▶ **Given entries**
-*-

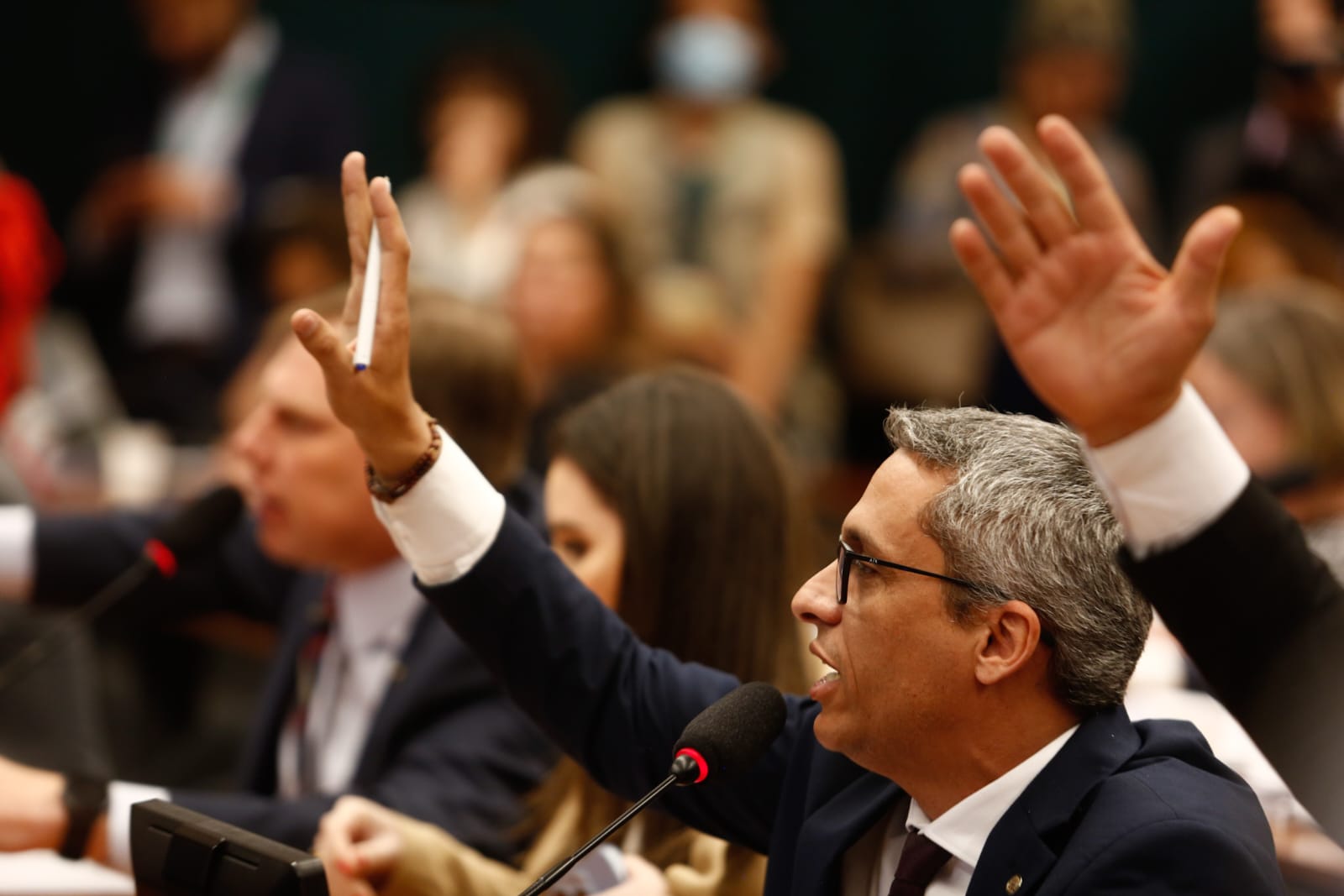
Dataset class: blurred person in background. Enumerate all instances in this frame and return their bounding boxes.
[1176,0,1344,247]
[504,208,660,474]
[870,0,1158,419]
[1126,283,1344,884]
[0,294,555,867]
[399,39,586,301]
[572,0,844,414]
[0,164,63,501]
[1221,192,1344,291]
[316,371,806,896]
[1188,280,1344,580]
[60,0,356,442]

-*-

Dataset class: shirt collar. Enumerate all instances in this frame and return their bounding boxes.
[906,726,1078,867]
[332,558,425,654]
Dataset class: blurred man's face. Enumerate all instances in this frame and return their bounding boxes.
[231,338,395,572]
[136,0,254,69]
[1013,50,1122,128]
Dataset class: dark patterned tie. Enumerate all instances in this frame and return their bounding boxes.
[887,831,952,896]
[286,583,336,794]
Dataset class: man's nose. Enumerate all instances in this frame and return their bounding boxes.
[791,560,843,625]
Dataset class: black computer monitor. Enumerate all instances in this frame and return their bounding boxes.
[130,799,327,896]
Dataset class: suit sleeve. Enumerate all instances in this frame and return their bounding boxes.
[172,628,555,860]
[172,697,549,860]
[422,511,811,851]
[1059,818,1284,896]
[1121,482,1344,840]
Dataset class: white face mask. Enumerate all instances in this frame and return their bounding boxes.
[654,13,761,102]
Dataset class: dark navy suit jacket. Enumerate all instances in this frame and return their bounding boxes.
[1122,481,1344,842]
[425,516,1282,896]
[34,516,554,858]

-*-

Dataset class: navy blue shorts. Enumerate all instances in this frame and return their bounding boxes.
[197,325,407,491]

-*-

In the stretch of the listing from the line containing "Dataset class: blurred man's" through the line containing "[34,516,554,858]", switch "suit sleeve" to "jacket sleeve". Return only those lines, with nothing else changed.

Dataset class: blurred man's face. Enumerate all instances in this frame and return their bounding boxes.
[231,338,395,572]
[136,0,254,69]
[1013,50,1122,128]
Dataset class: dark patterned tie. Enumerate all instances in this frame and return their bounding boxes.
[887,831,952,896]
[286,583,336,794]
Dataset class: man's nose. Enumerate all instances in this frame and return their bounding boxes.
[791,560,843,625]
Dataset class: black computer monitor. Enumerate all instances in this frame and return their bounding boxes.
[130,799,327,896]
Dataset class: jacket sleeve. Enumerate all instances in this frame and return their bounding boxes.
[172,628,555,860]
[172,697,549,860]
[422,511,811,851]
[1059,818,1284,896]
[1121,482,1344,840]
Dataset class: white face mask. Enumerate all instances in this frame and return their bounding boxes.
[654,13,761,102]
Dataset class: dark navy suit jacket. Enumerate all instances in this frame and return their bounding boxes.
[1122,481,1344,842]
[425,516,1282,896]
[34,516,554,858]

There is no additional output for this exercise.